Image object location listing:

● ● ●

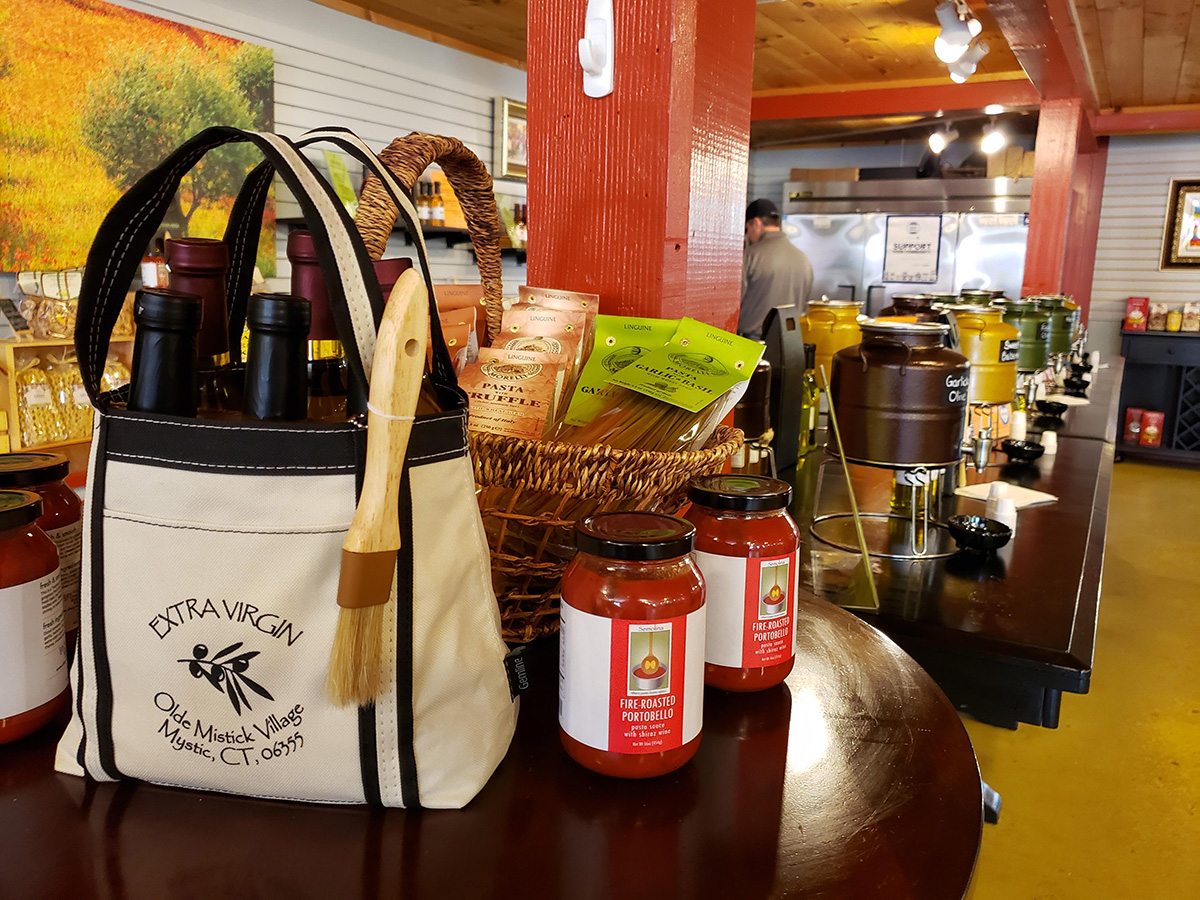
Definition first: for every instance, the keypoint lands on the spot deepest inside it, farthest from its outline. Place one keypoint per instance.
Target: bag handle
(131, 223)
(246, 220)
(407, 157)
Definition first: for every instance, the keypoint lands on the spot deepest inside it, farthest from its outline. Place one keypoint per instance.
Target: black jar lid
(279, 312)
(29, 469)
(742, 493)
(636, 537)
(18, 508)
(167, 310)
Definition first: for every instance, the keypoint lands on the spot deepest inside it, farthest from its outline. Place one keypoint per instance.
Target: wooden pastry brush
(369, 552)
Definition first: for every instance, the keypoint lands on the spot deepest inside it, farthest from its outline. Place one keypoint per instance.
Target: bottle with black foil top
(277, 358)
(328, 377)
(199, 265)
(165, 378)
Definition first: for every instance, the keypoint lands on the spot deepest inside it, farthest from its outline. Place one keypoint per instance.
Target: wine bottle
(277, 358)
(328, 377)
(198, 265)
(165, 358)
(437, 207)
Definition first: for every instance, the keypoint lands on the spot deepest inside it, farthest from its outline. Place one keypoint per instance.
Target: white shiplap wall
(333, 69)
(1131, 238)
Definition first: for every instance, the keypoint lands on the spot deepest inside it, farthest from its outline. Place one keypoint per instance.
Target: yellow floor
(1108, 804)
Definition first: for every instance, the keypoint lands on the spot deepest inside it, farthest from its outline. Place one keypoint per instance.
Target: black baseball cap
(761, 208)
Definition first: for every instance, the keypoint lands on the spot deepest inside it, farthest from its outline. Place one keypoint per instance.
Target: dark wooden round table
(856, 779)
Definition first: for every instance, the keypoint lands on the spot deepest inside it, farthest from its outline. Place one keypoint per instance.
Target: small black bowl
(1021, 450)
(978, 533)
(1051, 407)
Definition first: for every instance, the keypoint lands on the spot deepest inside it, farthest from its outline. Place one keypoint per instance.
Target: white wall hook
(597, 49)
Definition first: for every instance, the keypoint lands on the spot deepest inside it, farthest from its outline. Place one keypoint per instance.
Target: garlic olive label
(957, 388)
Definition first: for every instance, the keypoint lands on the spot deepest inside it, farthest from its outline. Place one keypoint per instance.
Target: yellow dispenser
(831, 325)
(991, 346)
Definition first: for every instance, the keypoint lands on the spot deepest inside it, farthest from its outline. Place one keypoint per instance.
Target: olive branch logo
(227, 673)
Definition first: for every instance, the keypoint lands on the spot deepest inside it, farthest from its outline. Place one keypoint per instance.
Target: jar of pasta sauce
(33, 649)
(61, 520)
(747, 549)
(631, 647)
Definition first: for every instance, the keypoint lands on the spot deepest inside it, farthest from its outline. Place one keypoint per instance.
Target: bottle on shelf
(328, 377)
(198, 265)
(437, 207)
(423, 202)
(165, 352)
(277, 358)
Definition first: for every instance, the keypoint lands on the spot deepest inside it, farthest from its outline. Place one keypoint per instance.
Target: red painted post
(1060, 127)
(640, 196)
(1085, 225)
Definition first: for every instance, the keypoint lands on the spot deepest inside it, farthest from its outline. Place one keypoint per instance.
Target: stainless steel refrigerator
(841, 226)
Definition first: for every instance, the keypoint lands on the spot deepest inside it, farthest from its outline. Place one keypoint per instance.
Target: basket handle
(407, 157)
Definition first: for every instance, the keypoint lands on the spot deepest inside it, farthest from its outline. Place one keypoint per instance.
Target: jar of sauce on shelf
(631, 647)
(61, 520)
(747, 549)
(33, 647)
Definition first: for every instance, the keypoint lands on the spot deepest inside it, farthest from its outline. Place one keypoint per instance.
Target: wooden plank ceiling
(801, 45)
(1141, 53)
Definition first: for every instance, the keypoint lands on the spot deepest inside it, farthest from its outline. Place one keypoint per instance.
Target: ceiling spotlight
(955, 35)
(940, 139)
(993, 139)
(966, 65)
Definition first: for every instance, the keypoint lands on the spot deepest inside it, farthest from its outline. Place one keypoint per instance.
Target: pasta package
(619, 340)
(459, 297)
(510, 399)
(528, 328)
(492, 354)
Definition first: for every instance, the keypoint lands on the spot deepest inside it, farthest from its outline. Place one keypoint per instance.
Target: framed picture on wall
(510, 141)
(1181, 228)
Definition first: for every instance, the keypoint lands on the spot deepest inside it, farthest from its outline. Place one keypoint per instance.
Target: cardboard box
(846, 173)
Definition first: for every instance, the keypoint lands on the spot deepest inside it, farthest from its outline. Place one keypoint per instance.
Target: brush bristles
(355, 665)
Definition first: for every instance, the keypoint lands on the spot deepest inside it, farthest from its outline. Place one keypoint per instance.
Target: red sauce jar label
(751, 609)
(631, 687)
(69, 541)
(33, 649)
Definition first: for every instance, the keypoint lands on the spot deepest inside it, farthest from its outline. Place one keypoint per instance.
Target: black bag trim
(99, 633)
(409, 787)
(369, 748)
(82, 751)
(267, 448)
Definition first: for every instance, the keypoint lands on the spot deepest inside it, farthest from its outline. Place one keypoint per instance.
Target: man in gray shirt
(774, 271)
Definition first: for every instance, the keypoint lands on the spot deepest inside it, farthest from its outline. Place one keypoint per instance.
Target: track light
(955, 35)
(940, 139)
(993, 139)
(966, 66)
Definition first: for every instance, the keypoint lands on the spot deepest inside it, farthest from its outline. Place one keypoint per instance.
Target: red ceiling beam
(1162, 121)
(1044, 40)
(893, 101)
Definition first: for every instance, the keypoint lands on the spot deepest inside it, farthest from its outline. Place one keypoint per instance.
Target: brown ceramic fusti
(900, 396)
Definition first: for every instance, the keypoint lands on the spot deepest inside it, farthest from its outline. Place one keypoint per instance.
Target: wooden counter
(856, 779)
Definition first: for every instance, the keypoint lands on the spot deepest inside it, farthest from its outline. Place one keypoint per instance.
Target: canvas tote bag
(211, 555)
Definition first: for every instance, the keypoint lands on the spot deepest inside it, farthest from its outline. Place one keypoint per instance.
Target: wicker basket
(532, 492)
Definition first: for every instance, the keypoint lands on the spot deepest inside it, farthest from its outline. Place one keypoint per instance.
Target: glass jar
(631, 647)
(33, 649)
(61, 519)
(747, 550)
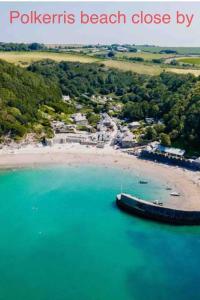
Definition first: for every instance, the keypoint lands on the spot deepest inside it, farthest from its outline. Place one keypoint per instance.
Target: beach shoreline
(186, 182)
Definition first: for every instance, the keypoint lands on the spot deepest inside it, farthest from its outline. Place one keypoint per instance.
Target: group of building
(69, 133)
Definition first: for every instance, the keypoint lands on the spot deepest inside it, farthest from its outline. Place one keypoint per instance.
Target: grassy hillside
(190, 60)
(23, 58)
(26, 58)
(180, 50)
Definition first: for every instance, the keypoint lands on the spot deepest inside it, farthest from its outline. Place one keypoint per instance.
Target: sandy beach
(187, 183)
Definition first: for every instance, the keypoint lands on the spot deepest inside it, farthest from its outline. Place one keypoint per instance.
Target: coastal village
(110, 132)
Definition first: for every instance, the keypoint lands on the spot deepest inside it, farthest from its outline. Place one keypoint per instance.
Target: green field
(140, 68)
(180, 50)
(190, 60)
(145, 55)
(26, 58)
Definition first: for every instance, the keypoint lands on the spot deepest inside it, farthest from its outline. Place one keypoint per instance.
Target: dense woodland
(172, 100)
(21, 47)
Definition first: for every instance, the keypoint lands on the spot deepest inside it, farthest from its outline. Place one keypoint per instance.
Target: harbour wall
(184, 163)
(158, 213)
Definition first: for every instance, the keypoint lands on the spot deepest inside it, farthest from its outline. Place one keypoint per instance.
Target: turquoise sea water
(63, 238)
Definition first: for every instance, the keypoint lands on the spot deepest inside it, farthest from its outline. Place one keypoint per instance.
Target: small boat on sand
(175, 194)
(168, 188)
(143, 182)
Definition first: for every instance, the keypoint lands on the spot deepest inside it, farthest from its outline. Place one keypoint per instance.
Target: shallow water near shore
(62, 237)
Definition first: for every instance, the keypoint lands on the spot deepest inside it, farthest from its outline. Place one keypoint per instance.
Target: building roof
(170, 150)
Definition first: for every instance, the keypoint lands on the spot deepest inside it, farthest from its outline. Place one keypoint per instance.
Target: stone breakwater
(156, 212)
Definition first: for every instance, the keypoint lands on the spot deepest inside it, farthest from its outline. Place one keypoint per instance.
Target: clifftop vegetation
(173, 101)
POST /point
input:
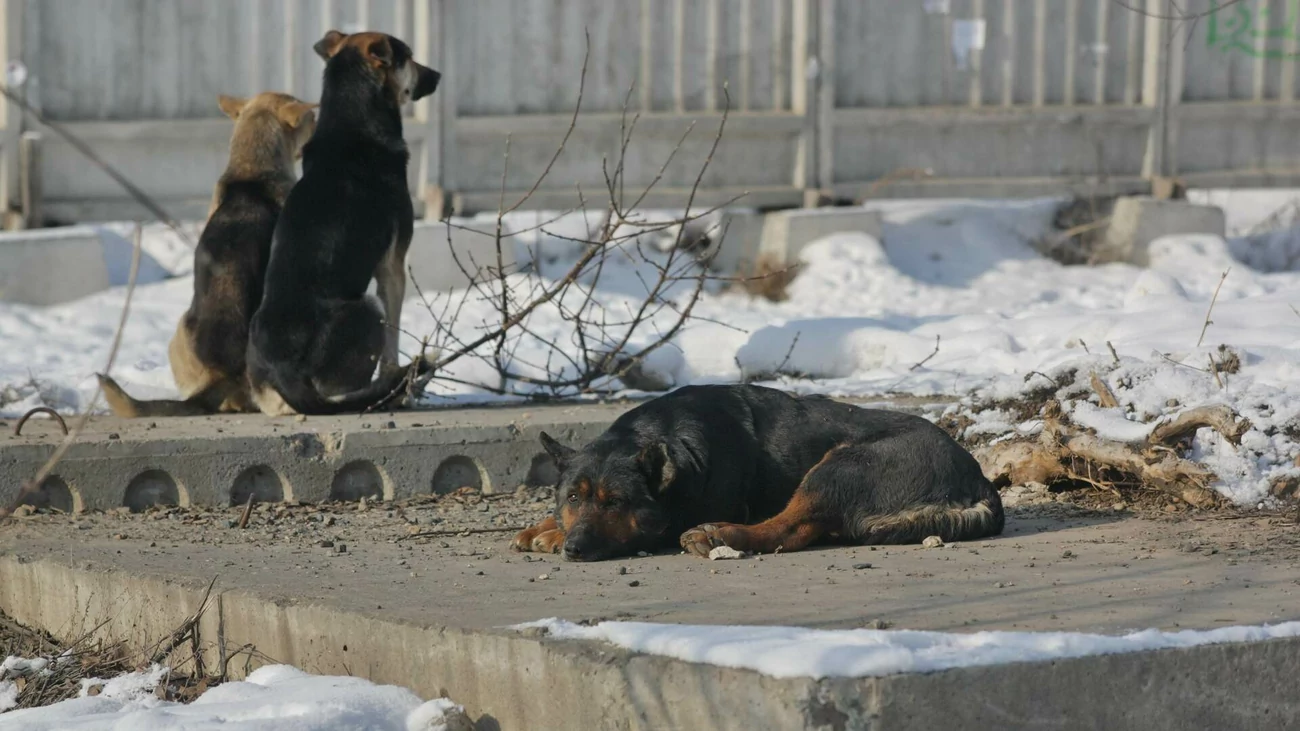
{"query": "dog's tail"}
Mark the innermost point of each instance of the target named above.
(950, 523)
(300, 393)
(207, 401)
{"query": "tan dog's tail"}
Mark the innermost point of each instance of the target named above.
(207, 401)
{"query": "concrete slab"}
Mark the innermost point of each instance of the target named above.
(1139, 220)
(217, 461)
(52, 265)
(785, 233)
(220, 459)
(427, 613)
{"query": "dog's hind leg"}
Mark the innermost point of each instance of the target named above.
(390, 279)
(809, 517)
(801, 523)
(880, 492)
(347, 347)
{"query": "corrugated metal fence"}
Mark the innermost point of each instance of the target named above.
(840, 98)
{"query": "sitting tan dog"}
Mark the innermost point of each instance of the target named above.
(207, 353)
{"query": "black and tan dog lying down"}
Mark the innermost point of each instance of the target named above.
(761, 471)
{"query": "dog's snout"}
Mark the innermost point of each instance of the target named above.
(579, 546)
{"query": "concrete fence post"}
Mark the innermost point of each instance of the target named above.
(12, 116)
(1161, 87)
(432, 47)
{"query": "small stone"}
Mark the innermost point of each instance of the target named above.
(724, 553)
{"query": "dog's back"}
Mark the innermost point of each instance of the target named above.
(208, 351)
(316, 337)
(759, 444)
(230, 264)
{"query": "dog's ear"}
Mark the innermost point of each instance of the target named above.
(658, 467)
(232, 106)
(295, 113)
(558, 451)
(328, 46)
(380, 52)
(425, 82)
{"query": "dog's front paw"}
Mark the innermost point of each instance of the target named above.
(702, 539)
(549, 541)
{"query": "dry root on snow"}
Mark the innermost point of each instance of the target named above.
(1066, 454)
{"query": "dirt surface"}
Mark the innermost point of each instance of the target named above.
(430, 562)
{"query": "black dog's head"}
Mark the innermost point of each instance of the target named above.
(389, 59)
(610, 497)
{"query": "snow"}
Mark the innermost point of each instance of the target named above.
(272, 699)
(863, 318)
(8, 695)
(796, 652)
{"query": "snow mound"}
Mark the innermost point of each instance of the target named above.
(796, 652)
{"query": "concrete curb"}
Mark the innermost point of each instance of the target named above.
(515, 682)
(220, 461)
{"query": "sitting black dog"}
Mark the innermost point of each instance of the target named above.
(783, 472)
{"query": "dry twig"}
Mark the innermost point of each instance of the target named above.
(1208, 312)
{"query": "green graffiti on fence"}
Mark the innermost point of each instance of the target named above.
(1238, 27)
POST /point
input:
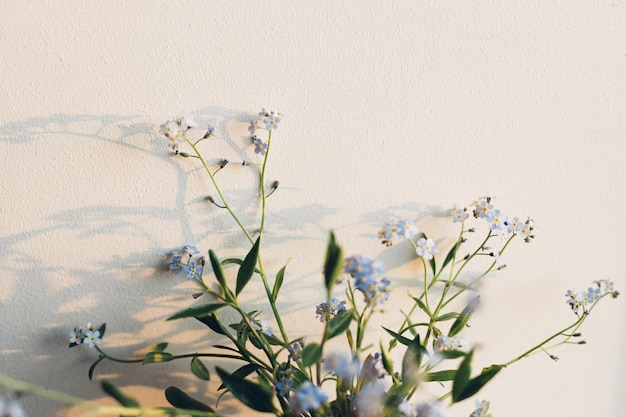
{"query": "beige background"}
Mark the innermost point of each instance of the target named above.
(393, 109)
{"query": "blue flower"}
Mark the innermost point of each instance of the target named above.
(190, 249)
(193, 271)
(295, 351)
(176, 264)
(308, 397)
(330, 308)
(259, 145)
(283, 386)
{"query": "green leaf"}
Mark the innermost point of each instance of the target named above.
(461, 379)
(242, 372)
(451, 354)
(404, 340)
(333, 264)
(113, 391)
(246, 270)
(422, 306)
(412, 359)
(237, 261)
(253, 395)
(311, 354)
(461, 321)
(279, 281)
(157, 357)
(451, 254)
(212, 321)
(93, 366)
(159, 347)
(179, 399)
(447, 316)
(477, 383)
(199, 369)
(386, 360)
(441, 376)
(199, 311)
(217, 269)
(338, 324)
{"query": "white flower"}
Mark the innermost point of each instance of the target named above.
(426, 248)
(406, 408)
(369, 401)
(92, 338)
(435, 409)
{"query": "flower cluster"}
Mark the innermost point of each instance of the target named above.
(283, 375)
(364, 269)
(270, 120)
(182, 261)
(481, 410)
(586, 299)
(328, 309)
(444, 343)
(92, 337)
(499, 224)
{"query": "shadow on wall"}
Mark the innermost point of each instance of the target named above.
(89, 252)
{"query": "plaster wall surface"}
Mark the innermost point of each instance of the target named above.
(393, 109)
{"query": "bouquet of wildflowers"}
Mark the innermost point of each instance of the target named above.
(291, 375)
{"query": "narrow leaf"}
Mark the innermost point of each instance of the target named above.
(113, 391)
(237, 261)
(212, 321)
(412, 359)
(279, 281)
(461, 378)
(447, 375)
(386, 360)
(93, 366)
(253, 395)
(338, 324)
(242, 372)
(421, 305)
(311, 354)
(461, 321)
(159, 347)
(179, 399)
(447, 316)
(199, 311)
(451, 354)
(246, 270)
(217, 269)
(477, 383)
(199, 369)
(404, 340)
(333, 263)
(157, 357)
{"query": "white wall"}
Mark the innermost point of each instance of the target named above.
(393, 108)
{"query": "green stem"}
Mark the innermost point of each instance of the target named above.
(93, 408)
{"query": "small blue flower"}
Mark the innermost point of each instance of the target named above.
(260, 147)
(295, 351)
(193, 271)
(308, 397)
(190, 249)
(283, 386)
(176, 264)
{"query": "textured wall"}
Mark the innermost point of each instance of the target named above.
(393, 108)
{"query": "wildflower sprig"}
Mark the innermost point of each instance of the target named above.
(293, 374)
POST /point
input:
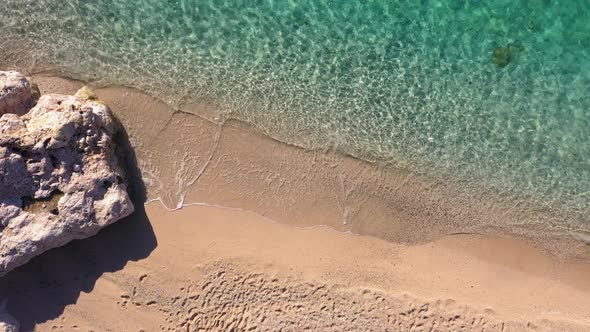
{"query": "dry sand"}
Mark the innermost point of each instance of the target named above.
(210, 268)
(216, 268)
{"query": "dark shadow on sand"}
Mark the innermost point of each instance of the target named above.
(40, 290)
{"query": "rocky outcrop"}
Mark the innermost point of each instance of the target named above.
(16, 93)
(59, 176)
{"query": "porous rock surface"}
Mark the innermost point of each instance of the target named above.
(59, 176)
(16, 93)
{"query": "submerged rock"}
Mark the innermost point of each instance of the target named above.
(16, 93)
(59, 177)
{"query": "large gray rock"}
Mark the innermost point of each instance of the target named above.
(59, 176)
(16, 93)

● ● ●

## WHAT THIS TASK INVOLVES
Locate every line in the listing above that contains the word "wall", and copy each such line.

## FINISHED TASK
Target: white shiplap wall
Target: white wall hook
Target: framed picture on wall
Target: harbour wall
{"query": "shadow on wall"}
{"query": "plaster wall surface"}
{"query": "white wall"}
{"query": "textured wall"}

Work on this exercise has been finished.